[Photo-based referring expression data]
----------------------------------------
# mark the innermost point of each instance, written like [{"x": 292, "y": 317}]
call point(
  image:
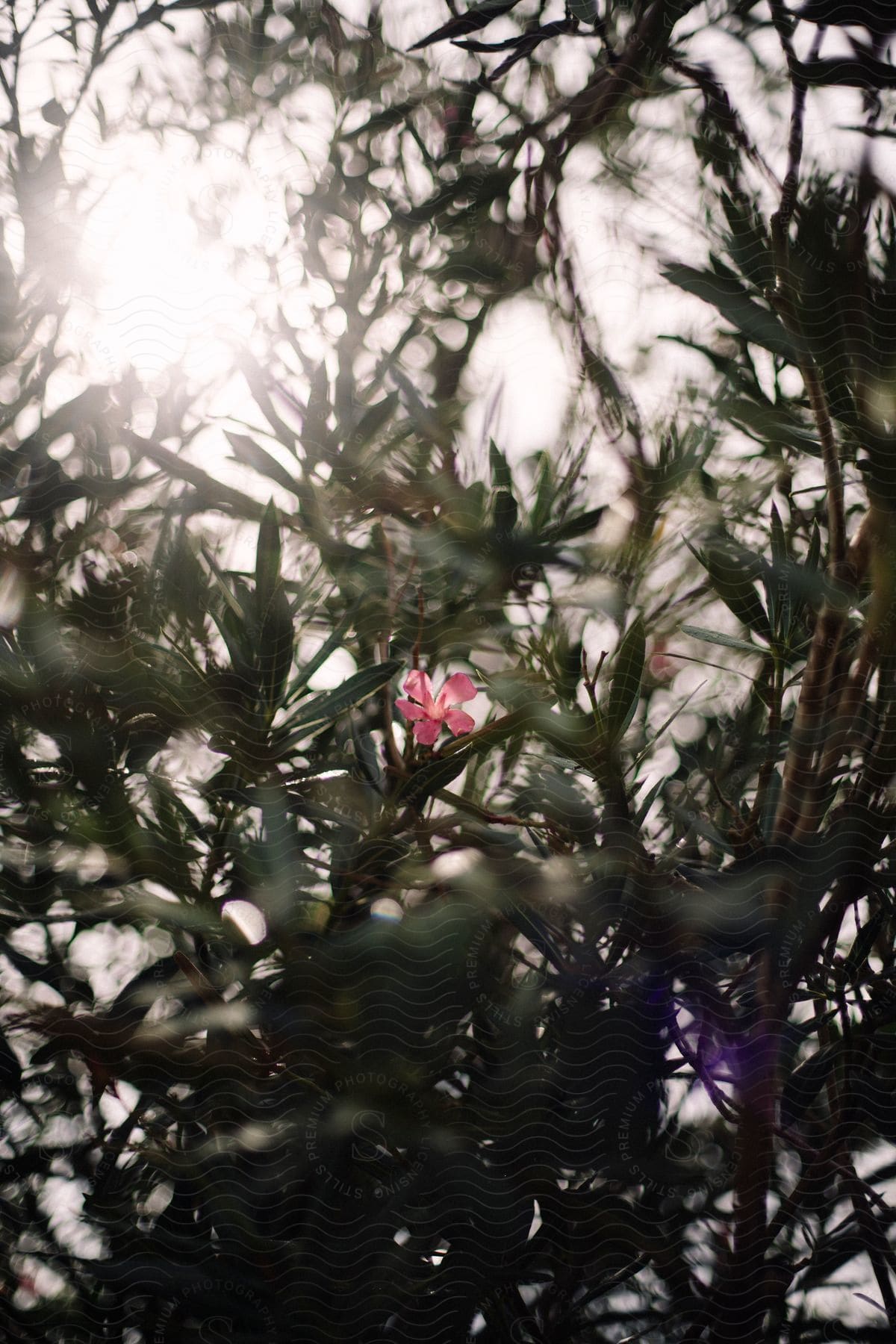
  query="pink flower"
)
----------------------------------------
Copy every line from the records above that contains the word "point".

Answer to the problem:
# mark the innermost point of each instance, written like [{"x": 292, "y": 317}]
call point(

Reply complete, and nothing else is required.